▶ **Instrucción dada**
Extrae de los registros todas las líneas que contengan la palabra "Capture". Distingue entre mayúsculas y minúsculas.

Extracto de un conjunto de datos

↓

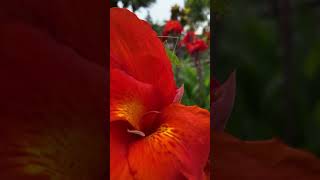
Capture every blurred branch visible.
[277,0,296,144]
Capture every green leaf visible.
[166,48,180,66]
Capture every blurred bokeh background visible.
[110,0,210,110]
[211,0,320,156]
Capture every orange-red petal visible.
[0,23,107,180]
[110,8,176,105]
[111,104,210,180]
[110,69,159,130]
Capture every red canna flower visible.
[186,39,208,55]
[179,31,196,46]
[212,73,320,180]
[162,20,183,36]
[110,8,210,180]
[0,0,108,180]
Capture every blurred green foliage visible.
[164,43,210,110]
[212,0,320,155]
[110,0,156,12]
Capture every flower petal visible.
[0,23,107,180]
[128,104,210,180]
[0,0,107,65]
[212,133,320,180]
[110,69,159,130]
[110,8,177,105]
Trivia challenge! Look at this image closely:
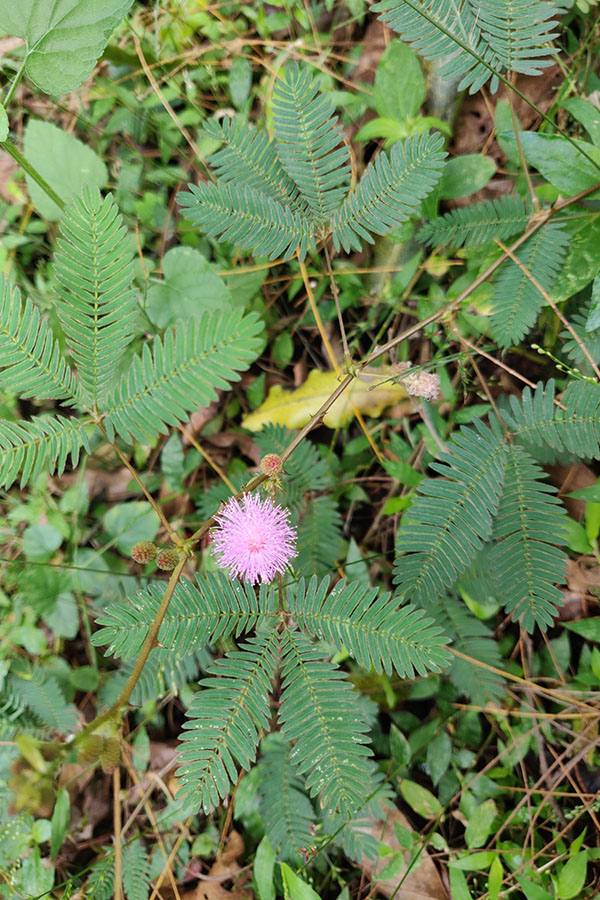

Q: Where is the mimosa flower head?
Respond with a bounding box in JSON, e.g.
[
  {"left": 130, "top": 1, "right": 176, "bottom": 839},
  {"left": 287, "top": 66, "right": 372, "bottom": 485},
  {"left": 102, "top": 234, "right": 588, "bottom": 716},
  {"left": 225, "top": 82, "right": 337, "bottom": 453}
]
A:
[{"left": 211, "top": 494, "right": 296, "bottom": 584}]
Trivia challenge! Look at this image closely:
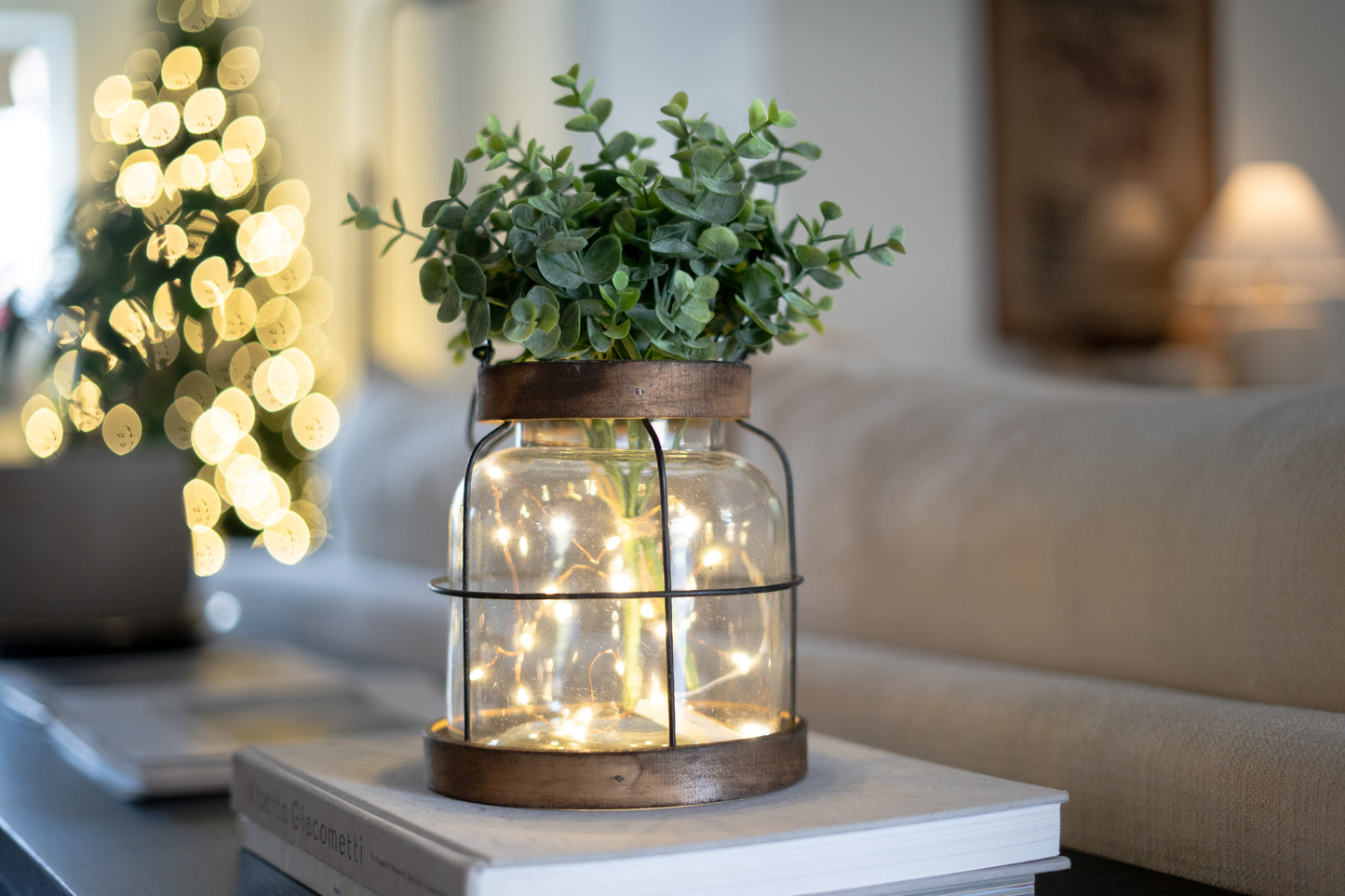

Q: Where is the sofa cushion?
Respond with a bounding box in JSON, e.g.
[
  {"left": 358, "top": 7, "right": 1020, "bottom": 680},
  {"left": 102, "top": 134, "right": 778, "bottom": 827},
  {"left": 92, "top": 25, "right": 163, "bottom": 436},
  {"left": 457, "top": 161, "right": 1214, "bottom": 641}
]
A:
[
  {"left": 798, "top": 626, "right": 1345, "bottom": 896},
  {"left": 752, "top": 354, "right": 1345, "bottom": 712}
]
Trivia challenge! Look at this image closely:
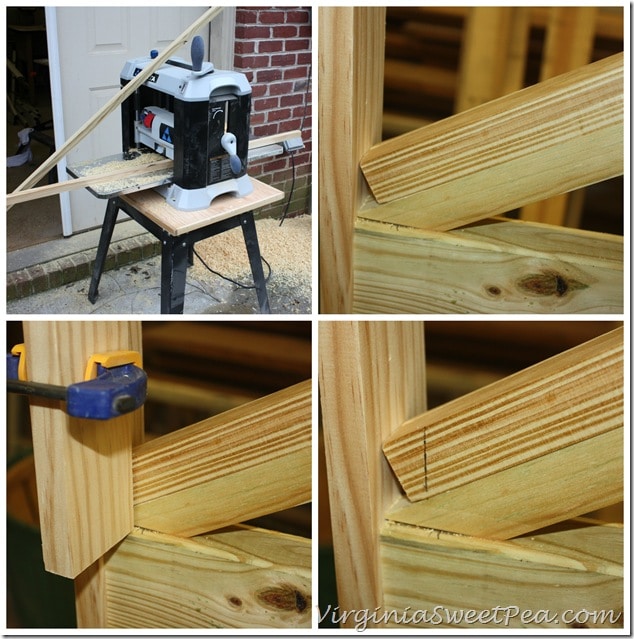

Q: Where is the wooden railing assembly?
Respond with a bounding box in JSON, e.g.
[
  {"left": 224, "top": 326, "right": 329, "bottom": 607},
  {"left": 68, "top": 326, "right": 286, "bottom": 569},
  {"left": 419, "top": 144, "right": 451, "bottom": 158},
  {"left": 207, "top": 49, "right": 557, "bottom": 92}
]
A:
[
  {"left": 319, "top": 8, "right": 624, "bottom": 313},
  {"left": 320, "top": 321, "right": 625, "bottom": 631},
  {"left": 24, "top": 321, "right": 312, "bottom": 628}
]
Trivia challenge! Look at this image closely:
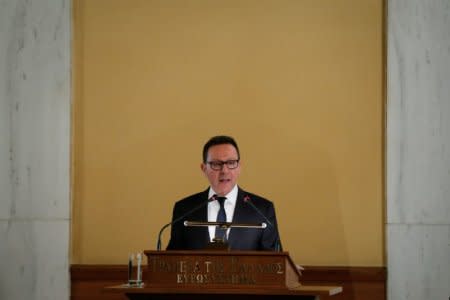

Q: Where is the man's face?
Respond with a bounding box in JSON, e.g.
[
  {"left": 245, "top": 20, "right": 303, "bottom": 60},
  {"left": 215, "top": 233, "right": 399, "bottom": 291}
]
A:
[{"left": 201, "top": 144, "right": 241, "bottom": 196}]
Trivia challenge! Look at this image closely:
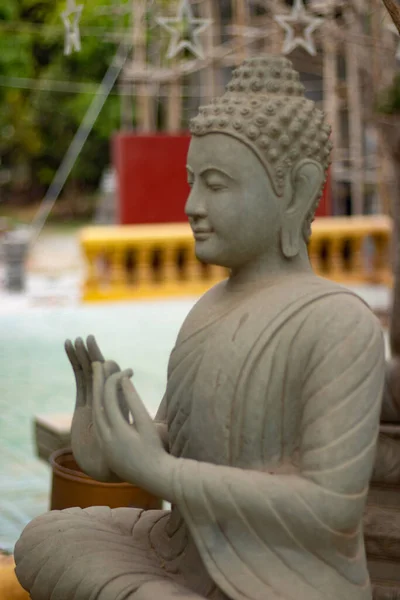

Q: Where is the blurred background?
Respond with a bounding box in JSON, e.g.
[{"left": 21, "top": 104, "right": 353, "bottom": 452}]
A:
[{"left": 0, "top": 0, "right": 400, "bottom": 572}]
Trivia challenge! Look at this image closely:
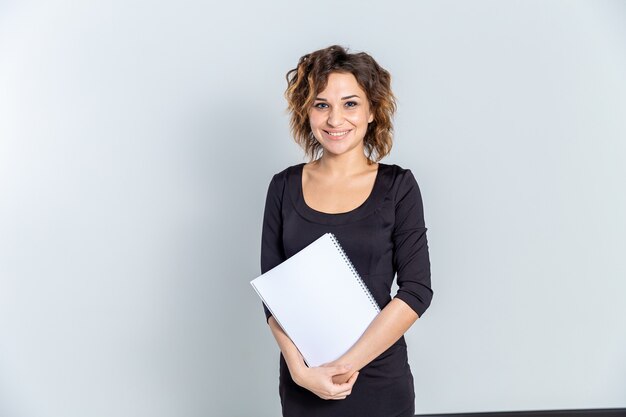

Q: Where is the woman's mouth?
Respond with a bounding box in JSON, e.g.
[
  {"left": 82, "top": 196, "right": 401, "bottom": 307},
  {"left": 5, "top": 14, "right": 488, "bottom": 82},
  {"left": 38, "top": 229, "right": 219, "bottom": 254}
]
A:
[{"left": 324, "top": 130, "right": 350, "bottom": 140}]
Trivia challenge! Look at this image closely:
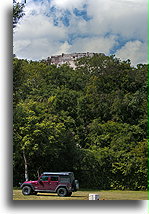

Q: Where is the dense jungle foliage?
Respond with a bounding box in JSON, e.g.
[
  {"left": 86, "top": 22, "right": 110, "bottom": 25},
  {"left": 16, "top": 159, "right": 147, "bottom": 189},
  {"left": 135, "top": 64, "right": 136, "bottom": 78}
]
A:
[{"left": 13, "top": 54, "right": 148, "bottom": 190}]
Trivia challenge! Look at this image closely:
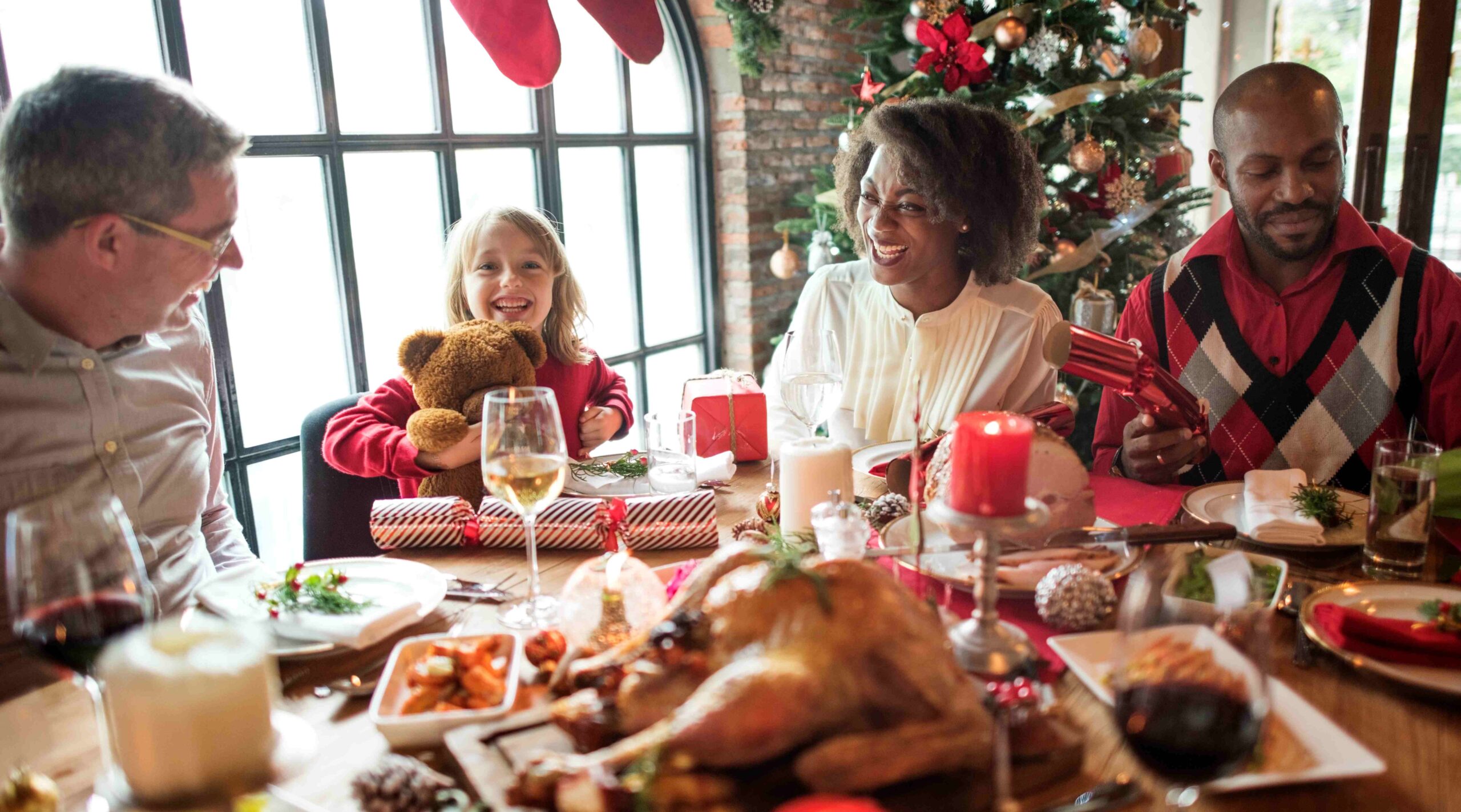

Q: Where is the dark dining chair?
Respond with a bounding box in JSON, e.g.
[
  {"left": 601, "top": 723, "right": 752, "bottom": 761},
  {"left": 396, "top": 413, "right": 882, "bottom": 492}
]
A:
[{"left": 300, "top": 394, "right": 400, "bottom": 561}]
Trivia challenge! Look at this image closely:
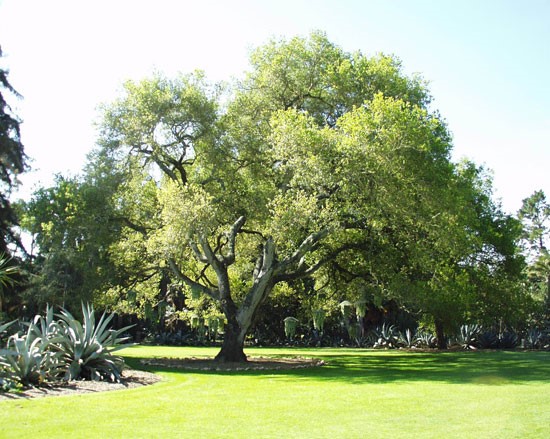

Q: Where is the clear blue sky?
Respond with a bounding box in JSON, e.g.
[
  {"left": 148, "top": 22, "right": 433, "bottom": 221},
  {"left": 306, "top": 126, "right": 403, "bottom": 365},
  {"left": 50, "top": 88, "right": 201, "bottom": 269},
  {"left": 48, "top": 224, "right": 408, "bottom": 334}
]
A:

↑

▶ **Respuesta final**
Capture every blurred branch visible.
Capture every green leaf visible.
Capture every blurred bokeh background visible.
Capture every orange-red petal visible.
Capture every red canna flower visible.
Capture every blurred green foliage visible.
Capture every flower petal visible.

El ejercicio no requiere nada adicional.